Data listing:
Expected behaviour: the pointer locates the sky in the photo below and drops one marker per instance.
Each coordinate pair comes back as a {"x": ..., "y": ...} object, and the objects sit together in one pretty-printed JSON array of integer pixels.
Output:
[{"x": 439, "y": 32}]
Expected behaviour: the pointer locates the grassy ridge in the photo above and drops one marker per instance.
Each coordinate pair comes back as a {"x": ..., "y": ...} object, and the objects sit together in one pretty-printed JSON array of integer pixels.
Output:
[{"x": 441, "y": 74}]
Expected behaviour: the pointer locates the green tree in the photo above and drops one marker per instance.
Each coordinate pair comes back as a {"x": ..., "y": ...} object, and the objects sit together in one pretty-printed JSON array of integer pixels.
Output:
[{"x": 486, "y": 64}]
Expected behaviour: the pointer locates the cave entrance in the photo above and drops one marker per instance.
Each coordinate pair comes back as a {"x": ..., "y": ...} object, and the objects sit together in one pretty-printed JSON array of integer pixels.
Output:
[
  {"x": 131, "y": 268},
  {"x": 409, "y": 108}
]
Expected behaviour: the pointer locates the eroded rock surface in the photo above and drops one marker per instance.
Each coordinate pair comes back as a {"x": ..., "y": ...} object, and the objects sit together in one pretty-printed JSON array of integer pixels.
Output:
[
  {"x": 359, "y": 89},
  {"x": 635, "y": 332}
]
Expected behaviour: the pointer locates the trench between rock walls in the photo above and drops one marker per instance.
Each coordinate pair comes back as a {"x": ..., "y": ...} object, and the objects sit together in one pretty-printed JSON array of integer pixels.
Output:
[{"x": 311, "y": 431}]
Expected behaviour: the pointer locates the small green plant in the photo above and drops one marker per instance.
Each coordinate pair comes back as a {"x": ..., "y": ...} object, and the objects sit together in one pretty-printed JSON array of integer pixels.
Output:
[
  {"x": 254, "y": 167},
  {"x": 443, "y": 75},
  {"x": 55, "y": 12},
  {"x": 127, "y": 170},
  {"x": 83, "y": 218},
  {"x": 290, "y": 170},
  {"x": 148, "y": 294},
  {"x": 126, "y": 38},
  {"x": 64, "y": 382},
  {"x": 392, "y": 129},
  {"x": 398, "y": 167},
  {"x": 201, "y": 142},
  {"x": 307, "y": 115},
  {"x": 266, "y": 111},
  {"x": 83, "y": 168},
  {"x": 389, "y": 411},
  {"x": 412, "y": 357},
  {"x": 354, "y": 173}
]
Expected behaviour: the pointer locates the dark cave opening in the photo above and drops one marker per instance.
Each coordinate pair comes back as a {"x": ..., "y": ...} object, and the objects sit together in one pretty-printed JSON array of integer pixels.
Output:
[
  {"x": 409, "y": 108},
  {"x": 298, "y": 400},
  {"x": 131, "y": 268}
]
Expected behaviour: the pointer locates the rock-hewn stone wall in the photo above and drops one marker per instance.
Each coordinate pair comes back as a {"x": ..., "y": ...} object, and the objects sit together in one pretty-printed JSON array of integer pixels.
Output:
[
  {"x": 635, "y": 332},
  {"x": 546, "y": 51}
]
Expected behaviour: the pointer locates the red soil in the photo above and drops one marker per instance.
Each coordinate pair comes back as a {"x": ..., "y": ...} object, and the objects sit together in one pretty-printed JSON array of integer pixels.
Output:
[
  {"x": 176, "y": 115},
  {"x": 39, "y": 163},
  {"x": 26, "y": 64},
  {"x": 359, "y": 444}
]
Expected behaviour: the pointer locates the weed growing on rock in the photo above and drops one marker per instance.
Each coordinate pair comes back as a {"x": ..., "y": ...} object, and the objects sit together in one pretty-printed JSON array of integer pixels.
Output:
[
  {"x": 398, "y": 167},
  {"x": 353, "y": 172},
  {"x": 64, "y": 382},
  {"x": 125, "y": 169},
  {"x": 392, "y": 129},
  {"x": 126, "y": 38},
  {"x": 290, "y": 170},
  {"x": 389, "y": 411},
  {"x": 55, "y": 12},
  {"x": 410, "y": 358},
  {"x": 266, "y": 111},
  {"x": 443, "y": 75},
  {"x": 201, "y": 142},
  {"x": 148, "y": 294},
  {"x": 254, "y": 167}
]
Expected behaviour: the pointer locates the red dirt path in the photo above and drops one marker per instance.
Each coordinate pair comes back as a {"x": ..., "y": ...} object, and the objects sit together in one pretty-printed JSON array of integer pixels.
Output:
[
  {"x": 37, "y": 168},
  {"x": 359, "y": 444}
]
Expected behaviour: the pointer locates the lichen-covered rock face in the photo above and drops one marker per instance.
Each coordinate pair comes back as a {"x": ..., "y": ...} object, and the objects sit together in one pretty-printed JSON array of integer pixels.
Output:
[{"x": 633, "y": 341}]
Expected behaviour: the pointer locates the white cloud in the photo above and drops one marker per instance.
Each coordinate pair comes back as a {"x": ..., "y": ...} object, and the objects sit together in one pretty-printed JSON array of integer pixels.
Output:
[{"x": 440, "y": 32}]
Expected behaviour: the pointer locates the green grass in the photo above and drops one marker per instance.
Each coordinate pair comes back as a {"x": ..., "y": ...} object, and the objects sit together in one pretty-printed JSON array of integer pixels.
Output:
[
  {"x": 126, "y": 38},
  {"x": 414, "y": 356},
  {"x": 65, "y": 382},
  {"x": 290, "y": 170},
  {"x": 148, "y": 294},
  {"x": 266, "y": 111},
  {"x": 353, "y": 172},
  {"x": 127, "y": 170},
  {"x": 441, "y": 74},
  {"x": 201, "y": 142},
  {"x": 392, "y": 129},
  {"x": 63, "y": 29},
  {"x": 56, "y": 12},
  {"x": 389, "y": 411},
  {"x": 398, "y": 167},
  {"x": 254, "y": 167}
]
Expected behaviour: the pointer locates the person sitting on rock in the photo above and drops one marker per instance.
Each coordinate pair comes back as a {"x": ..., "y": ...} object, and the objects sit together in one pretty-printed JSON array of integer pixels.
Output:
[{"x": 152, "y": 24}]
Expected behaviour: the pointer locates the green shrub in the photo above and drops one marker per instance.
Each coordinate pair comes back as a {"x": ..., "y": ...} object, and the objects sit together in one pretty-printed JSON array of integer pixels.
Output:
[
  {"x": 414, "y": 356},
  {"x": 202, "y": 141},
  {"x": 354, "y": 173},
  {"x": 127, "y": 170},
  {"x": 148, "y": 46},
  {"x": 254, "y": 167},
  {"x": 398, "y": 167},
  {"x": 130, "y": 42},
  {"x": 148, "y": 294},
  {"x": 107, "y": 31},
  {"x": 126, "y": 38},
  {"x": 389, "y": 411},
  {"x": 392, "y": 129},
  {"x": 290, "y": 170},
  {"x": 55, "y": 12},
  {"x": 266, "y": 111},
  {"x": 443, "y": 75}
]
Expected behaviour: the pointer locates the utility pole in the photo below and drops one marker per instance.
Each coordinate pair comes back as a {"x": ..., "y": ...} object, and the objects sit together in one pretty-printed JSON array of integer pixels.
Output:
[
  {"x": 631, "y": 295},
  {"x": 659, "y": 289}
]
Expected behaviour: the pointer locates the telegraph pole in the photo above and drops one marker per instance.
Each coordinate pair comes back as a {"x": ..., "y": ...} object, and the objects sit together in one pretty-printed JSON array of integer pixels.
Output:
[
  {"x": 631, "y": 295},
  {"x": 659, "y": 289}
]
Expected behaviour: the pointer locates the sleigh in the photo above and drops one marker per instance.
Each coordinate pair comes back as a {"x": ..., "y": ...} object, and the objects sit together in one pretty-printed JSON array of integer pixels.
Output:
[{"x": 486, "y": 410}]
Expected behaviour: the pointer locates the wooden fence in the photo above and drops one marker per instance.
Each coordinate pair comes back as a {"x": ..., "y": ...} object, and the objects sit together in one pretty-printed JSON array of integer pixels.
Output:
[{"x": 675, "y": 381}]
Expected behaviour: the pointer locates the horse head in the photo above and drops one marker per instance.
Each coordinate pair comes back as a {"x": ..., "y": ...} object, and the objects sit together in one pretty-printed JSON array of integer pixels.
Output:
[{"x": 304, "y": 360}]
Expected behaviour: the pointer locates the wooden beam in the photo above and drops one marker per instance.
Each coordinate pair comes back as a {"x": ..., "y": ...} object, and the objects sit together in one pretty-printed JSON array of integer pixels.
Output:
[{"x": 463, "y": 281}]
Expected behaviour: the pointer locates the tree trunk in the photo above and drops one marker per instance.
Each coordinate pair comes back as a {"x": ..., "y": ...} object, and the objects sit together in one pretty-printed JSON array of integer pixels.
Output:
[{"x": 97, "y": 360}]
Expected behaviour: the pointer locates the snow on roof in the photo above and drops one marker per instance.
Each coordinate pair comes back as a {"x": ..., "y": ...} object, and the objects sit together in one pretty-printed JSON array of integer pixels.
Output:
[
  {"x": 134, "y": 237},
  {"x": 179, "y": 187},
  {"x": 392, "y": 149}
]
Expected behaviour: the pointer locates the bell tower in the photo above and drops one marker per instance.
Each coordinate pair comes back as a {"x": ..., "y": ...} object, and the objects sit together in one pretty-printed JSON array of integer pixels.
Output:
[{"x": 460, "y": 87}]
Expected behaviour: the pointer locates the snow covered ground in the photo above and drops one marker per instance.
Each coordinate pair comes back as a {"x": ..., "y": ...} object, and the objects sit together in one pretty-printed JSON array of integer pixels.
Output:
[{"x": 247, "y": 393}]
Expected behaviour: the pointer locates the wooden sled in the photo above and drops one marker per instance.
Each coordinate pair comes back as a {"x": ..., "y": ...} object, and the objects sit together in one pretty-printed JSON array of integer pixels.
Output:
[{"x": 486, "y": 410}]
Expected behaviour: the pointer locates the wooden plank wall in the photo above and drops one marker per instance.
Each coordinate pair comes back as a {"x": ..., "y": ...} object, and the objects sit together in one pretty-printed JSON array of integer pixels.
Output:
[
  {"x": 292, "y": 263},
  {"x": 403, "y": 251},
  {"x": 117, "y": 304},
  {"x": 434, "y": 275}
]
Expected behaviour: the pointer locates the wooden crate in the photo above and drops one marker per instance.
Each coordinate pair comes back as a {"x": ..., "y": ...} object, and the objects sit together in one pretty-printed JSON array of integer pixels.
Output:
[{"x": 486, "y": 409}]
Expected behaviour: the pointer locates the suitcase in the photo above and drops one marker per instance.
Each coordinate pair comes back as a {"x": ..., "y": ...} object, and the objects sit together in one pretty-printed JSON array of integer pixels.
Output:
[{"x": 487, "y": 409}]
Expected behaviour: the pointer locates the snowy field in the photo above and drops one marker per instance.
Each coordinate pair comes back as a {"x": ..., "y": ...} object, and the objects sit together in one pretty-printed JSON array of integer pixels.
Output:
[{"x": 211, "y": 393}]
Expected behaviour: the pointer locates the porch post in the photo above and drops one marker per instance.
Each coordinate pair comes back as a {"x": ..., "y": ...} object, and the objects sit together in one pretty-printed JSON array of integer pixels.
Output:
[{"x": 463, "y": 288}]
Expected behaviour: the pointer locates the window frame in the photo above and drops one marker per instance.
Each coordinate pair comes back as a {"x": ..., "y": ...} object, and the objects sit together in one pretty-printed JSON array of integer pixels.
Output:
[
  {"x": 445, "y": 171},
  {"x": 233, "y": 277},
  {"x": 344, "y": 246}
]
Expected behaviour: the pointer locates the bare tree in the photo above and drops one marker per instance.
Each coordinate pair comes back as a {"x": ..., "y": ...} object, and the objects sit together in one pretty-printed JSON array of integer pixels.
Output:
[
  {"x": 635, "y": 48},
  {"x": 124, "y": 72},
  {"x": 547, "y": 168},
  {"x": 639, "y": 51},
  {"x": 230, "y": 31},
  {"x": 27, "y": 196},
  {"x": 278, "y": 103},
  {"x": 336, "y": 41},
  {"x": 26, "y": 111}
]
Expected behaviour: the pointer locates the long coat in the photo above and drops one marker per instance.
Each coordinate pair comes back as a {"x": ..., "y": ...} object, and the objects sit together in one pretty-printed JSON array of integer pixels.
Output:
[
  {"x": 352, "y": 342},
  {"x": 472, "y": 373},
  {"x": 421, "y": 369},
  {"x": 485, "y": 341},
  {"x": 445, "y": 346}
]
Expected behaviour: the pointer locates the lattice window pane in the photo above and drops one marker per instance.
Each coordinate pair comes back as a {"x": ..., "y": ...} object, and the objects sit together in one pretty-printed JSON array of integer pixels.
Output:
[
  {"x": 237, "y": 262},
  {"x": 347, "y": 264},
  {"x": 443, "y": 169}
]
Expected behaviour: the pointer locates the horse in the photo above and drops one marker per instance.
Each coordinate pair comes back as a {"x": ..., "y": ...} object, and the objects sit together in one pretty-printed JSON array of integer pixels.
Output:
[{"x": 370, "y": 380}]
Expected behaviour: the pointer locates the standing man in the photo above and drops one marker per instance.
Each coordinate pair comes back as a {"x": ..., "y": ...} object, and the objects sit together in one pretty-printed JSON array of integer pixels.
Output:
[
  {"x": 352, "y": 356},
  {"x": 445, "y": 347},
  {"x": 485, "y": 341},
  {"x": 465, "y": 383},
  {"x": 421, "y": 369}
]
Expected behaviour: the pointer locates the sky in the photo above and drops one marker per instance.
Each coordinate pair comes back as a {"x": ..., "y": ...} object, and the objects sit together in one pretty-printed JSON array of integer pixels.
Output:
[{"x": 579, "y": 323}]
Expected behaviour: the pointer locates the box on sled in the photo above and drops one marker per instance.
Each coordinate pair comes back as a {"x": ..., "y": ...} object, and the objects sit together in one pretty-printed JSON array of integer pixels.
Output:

Task statement:
Write out again, exactly, the lines from the one holding "Expected behaviour: the pointer locates the horse in" through the end of the listing, with both ends included.

Task output:
Expected behaviour: the pointer locates the horse in the photo above and drops one marker per instance.
Each coordinate pair comes back as a {"x": ..., "y": ...} object, and the objects sit together in one pretty-printed JSON array of integer pixels.
Output:
[{"x": 370, "y": 380}]
Expected behaviour: the pointer locates the standing man in the photo above and drops one marker per instance.
Each coordinate pair comes back as a {"x": ..., "y": ...} object, and the objects sit together in one pretty-printed JSON array of integer pixels.
Output:
[
  {"x": 352, "y": 356},
  {"x": 445, "y": 347},
  {"x": 485, "y": 341},
  {"x": 465, "y": 383},
  {"x": 421, "y": 369}
]
Expected behaviour: the pointer locates the sky in the photo above and drops one marker per instance.
Each coordinate pair comes back as a {"x": ..., "y": ...} object, and the objects sit together in one pretty-printed JSON array of integer pixels.
Output:
[{"x": 579, "y": 323}]
Expected behaviour: the pointer locates the box on sled in the photo above and drops one marker per instance.
Each coordinate pair comes back as a {"x": ..., "y": ...} object, and the objects sit together in one pretty-printed JSON array of integer pixels.
Output:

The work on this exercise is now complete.